## PAGE EXTRACT

# Naolib API Data Collector

This notebook collects data from the Naolib API (Nantes public transportation) and sends it to Kafka for further processing. We'll focus on collecting real-time waiting times for various stops in Nantes.

In [2]:
import requests
from kafka import KafkaProducer
import json
import time
from datetime import datetime

## Configure Kafka Producer

First, let's set up our Kafka producer to send the data we collect:

In [3]:
# Kafka configuration
kafka_config = {
    'bootstrap_servers': 'kafka:9092',
}

# Initialize Kafka Producer
producer = KafkaProducer(
    bootstrap_servers=kafka_config['bootstrap_servers'],
    value_serializer=lambda v: json.dumps(v).encode('utf-8')
)

## Define Key Stops

Let's define a list of important stops in Nantes for our analysis:

In [4]:
# Define key stops (code, name)
key_stops = [
    ("COMM", "Commerce"),         # Central hub
    ("CTRE", "Chantrerie-Grandes Ecoles"),  # University area
    ("CRQU", "Place du Cirque"),  # City center
    ("HDMN", "Haluchère"),        # Connection to tram line
    ("GSEV", "Gare SNCF Sud")     # Main train station
]

## Define Data Collection Function

Create a function to collect data from the API and send it to Kafka:

In [5]:
def collect_and_send_to_kafka(stop_code, stop_name, topic_name="naolib_realtime"):
    """
    Collect waiting time data from Naolib API for a specific stop and send it to Kafka
    """
    # API URL - Get waiting times for the stop with up to 20 arrivals
    url = f"https://open.tan.fr/ewp/tempsattentelieu.json/{stop_code}/20"
    
    try:
        # Request data from API
        response = requests.get(url)

## SHORT EXERCISE 1
Translate this sentence from the Naolib collector notebook into French: "This notebook collects data from the Naolib API (Nantes public transportation) and sends it to Kafka for further processing."
The Naolib collector notebook and the listing after it are unrelated material.

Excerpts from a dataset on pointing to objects
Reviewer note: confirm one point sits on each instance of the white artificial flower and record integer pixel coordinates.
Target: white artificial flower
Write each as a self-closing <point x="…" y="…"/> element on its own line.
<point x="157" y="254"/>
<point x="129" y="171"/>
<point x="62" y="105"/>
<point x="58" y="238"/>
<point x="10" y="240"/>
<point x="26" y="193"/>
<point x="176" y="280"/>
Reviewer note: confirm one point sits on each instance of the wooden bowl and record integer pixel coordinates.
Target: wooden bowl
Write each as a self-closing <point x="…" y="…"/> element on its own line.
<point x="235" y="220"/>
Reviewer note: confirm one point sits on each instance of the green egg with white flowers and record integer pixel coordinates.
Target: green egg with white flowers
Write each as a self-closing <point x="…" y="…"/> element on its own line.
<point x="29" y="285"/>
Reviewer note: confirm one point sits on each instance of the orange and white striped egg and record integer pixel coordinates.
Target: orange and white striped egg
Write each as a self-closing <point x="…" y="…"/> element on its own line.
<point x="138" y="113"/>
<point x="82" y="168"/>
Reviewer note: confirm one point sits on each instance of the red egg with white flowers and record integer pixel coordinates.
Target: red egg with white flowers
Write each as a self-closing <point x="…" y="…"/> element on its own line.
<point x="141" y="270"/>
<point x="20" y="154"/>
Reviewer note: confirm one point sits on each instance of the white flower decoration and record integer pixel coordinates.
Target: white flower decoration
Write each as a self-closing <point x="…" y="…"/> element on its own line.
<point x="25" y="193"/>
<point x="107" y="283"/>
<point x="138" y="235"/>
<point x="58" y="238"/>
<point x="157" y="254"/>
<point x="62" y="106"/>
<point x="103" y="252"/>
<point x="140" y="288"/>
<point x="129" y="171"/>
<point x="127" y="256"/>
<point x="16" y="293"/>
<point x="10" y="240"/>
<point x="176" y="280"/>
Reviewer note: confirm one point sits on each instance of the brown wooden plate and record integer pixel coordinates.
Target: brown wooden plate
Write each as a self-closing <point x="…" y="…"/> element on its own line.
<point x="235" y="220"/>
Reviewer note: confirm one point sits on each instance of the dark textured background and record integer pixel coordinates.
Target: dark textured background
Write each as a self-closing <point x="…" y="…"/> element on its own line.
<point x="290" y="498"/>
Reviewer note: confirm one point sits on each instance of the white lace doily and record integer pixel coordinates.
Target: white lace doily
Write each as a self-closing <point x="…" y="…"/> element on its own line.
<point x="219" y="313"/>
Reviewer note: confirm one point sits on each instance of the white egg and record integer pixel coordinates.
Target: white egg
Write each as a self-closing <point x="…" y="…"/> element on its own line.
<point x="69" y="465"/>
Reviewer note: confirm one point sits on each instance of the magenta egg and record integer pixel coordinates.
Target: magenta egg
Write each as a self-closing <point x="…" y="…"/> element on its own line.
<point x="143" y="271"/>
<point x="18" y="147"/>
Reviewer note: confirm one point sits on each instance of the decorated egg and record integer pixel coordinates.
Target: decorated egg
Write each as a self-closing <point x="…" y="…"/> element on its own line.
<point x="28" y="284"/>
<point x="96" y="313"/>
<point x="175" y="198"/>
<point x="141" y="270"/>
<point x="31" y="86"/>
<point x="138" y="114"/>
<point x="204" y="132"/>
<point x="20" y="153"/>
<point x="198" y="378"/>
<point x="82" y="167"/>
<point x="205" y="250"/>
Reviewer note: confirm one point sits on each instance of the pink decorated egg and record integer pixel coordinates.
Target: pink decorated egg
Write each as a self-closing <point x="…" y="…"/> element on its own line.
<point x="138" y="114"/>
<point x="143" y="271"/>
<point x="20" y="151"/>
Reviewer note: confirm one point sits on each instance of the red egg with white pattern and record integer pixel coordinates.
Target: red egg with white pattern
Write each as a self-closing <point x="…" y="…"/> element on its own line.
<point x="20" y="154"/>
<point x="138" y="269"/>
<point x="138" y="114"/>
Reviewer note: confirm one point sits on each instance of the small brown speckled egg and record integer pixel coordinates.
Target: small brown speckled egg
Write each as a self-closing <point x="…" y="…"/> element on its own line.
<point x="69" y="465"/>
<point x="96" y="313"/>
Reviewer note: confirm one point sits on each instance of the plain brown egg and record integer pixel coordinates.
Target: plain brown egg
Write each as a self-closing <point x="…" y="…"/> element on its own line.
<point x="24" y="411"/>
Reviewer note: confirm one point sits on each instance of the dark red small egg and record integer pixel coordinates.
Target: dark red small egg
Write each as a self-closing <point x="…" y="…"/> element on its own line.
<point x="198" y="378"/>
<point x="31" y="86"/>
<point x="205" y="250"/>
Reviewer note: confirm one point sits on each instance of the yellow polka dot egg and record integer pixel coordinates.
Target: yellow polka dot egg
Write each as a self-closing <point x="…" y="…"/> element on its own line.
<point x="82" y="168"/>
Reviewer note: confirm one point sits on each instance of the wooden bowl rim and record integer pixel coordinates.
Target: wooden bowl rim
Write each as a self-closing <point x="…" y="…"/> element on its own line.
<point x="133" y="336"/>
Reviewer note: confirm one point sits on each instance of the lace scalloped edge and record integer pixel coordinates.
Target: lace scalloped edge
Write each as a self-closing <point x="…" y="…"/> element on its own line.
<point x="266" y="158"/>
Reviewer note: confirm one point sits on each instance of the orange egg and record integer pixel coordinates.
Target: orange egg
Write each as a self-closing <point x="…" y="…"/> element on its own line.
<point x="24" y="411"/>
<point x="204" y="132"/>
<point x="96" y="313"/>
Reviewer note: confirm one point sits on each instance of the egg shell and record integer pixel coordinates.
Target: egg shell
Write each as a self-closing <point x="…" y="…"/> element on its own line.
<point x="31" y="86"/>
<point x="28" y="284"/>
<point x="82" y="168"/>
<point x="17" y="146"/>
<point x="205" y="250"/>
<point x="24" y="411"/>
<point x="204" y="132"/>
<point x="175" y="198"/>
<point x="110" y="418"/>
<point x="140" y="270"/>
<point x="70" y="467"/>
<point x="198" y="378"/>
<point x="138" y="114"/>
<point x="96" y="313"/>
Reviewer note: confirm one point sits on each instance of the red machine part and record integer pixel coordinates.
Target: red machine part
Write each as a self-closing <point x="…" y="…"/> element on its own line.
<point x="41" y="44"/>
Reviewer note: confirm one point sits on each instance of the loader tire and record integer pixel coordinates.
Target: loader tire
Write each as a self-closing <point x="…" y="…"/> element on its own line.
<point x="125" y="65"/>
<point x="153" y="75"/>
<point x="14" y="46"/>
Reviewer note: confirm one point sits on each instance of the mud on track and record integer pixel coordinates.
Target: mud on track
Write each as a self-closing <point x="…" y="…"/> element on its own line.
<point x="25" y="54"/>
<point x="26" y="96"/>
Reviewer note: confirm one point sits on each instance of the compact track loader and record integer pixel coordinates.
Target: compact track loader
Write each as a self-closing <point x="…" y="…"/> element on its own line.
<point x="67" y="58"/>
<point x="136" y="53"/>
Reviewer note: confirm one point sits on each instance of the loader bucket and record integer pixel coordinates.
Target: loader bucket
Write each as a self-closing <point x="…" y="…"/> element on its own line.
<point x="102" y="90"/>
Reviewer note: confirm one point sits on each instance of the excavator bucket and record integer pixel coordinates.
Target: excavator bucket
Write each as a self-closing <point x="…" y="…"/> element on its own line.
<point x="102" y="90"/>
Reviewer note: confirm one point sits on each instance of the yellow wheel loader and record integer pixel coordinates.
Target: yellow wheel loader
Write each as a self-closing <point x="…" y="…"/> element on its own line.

## SHORT EXERCISE 2
Please pick out every line of the listing that contains the word "scalloped".

## CORRECT OUTPUT 1
Ce notebook collecte des données depuis l'API Naolib (transports publics de Nantes) et les envoie à Kafka pour un traitement ultérieur.

## CORRECT OUTPUT 2
Reviewer note: confirm one point sits on each instance of the lace scalloped edge and record integer pixel coordinates.
Target: lace scalloped edge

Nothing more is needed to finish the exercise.